----- Article -----

Op/Ed by Chris Devonshire-Ellis
China’s Belt and Road Initiative (BRI) now covers 147 countries and territories, with projects and investment loans going out to nearly all of them. There is much debate and controversy about the BRI, not least with accusations that China is loading up smaller nations with debt (although why China would wish to do this is never explained) and is militaristic in design (although how China’s navy could effectively seize sea ports in Asia also remains unexplained). Consequently, my opinion is that China has instead come up with a scheme that allows it to secure much needed future supply chains via the three following criteria:
- Possession of the world’s largest foreign exchange reserves valued at over US$3 trillion. (By comparison, the US is 22nd.)
- Affordable loans – China can afford to borrow money at very low rates. Via the BRI, it has been passing these rates on, together with a small mark up, to nations with poor credit ratings and who otherwise would not be able to afford development cost interest repayments.
- Exploiting the infrastructure build. China (and most recipient BRI nations) understand that the infrastructure build itself, rather than the cost, will secure future fiscal growth in trade and wealth creation.
This will, and is, creating additional development opportunities, and especially as infrastructure build reaches conclusion in many countries affiliated to the BRI. Those with completed projects will start to see this infrastructure being utilized, facilitating the development of new trade routes and new market opportunities. These may be city to city, or city to port, or cross-border, or a combination of each; there are thousands of such projects underway on a global basis. These will soon start to kick in and new trade corridors will emerge.
While much of the actual BRI infrastructure overseas build has been conducted by using exported Chinese labor, there are interesting developments ahead for China’s SOEs that will start to use that infrastructure build and new trade corridors to service China’s increasingly affluent consumer class. As I pointed out in the article China’s Overseas Free Trade Zones and Industrial Parks, the country’s leading companies have actively been involved in setting up an increasingly expansionist network of manufacturing, processing, and assembly units that will manufacture both for the local markets they operate in but also for China, and markets China has access too. A map of these parks can be seen below.
Many more such parks throughout Asia, Africa, Europe, the Middle East, and South America are in the pipeline. The number of overseas, Chinese-owned industrial parks can be expected to eventually reach into the thousands within the next decade.
Hand in hand with this are China’s free trade (FTAs) and double tax agreements (DTAs). Collectively, these also reach into the hundreds, and offer trade incentives and reductions in tariffs to all participating countries. A list of countries that have signed off on China’s Belt and Road Initiative and have a DTA with China is below.
So, we have Chinese businesses investing in overseas industrial parks, the Chinese government investing political and trade time into negotiating free trade and double tax treaties. But there is a problem: where is the labor pool coming from?

-----

Exercise tasks>
1: Rewrite a passage of the op-ed, substituting "the next five years" for "the next decade": begin at the words "Many more such"; stop after "China is below.".
2: List the world regions the op-ed names as places where more overseas Chinese industrial parks are in the pipeline.
The data that comes after this op-ed plays no part in this.

----- Given data -----

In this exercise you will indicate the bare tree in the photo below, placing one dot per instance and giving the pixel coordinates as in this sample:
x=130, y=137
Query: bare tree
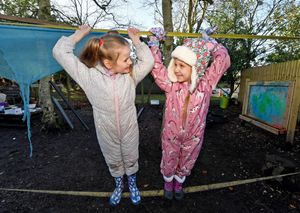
x=91, y=12
x=49, y=119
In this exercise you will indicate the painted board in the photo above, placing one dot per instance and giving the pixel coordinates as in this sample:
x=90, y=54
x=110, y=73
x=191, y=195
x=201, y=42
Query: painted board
x=269, y=102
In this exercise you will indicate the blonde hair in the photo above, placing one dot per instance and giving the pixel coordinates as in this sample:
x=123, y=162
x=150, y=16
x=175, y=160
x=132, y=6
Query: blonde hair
x=185, y=107
x=105, y=47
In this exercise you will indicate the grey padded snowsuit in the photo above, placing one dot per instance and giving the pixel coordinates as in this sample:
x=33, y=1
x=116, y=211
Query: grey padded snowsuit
x=113, y=100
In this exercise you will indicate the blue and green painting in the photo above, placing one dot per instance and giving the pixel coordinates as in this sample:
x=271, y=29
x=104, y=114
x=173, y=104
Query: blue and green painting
x=268, y=103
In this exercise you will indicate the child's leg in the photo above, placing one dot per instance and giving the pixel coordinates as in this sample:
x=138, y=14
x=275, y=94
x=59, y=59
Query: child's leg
x=116, y=196
x=168, y=187
x=134, y=192
x=178, y=187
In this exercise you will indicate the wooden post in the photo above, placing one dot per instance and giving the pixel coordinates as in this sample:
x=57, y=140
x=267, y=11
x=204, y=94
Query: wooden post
x=292, y=120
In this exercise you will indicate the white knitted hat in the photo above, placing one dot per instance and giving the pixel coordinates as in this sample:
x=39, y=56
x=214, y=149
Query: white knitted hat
x=195, y=53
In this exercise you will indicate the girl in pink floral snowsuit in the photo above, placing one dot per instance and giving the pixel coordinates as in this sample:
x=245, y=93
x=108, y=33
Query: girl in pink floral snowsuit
x=188, y=85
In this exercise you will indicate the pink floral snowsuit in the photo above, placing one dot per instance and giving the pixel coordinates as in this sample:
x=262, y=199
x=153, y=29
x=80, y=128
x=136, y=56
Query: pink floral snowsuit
x=181, y=143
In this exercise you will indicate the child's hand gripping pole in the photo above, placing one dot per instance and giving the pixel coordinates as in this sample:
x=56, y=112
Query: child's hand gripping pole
x=158, y=36
x=211, y=43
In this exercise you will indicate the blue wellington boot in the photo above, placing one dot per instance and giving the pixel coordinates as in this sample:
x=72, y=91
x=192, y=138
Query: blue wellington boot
x=134, y=192
x=116, y=196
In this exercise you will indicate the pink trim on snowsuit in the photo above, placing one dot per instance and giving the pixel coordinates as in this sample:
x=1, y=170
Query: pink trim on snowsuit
x=181, y=143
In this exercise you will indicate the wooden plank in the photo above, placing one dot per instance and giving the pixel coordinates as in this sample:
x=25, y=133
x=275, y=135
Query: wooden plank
x=30, y=20
x=263, y=125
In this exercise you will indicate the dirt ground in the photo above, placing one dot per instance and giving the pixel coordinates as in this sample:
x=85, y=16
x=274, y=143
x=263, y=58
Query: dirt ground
x=70, y=160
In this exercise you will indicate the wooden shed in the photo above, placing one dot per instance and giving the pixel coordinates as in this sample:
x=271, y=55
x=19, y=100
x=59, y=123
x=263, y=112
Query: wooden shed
x=271, y=97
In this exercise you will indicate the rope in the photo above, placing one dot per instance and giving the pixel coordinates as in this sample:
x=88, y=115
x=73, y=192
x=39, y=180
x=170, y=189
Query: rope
x=176, y=34
x=153, y=193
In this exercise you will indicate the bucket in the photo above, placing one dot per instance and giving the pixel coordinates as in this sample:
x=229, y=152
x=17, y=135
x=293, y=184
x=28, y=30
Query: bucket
x=224, y=102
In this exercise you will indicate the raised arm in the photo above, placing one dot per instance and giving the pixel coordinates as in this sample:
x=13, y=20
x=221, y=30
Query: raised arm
x=145, y=60
x=63, y=53
x=221, y=62
x=159, y=71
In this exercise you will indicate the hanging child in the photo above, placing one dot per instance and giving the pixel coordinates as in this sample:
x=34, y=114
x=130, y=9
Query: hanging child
x=188, y=85
x=107, y=76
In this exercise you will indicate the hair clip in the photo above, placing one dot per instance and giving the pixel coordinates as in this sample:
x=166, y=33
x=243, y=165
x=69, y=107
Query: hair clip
x=101, y=41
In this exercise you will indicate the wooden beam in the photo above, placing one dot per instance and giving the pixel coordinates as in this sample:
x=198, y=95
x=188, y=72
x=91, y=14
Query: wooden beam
x=30, y=20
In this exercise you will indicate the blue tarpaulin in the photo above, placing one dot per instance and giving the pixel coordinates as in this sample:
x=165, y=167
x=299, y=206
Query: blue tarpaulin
x=26, y=57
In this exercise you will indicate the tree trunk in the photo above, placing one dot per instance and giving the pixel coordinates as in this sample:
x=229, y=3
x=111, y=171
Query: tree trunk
x=168, y=26
x=49, y=119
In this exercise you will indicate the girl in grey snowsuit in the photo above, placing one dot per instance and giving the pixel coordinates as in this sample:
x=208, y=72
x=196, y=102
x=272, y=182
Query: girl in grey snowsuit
x=108, y=78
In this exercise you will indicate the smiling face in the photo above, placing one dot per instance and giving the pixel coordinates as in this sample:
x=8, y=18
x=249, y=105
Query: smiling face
x=182, y=71
x=123, y=63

-----

Results of the exercise>
1:
Many more such parks throughout Asia, Africa, Europe, the Middle East, and South America are in the pipeline. The number of overseas, Chinese-owned industrial parks can be expected to eventually reach into the thousands within the next five years.
Hand in hand with this are China’s free trade (FTAs) and double tax agreements (DTAs). Collectively, these also reach into the hundreds, and offer trade incentives and reductions in tariffs to all participating countries. A list of countries that have signed off on China’s Belt and Road Initiative and have a DTA with China is below.

2:
- Asia
- Africa
- Europe
- the Middle East
- South America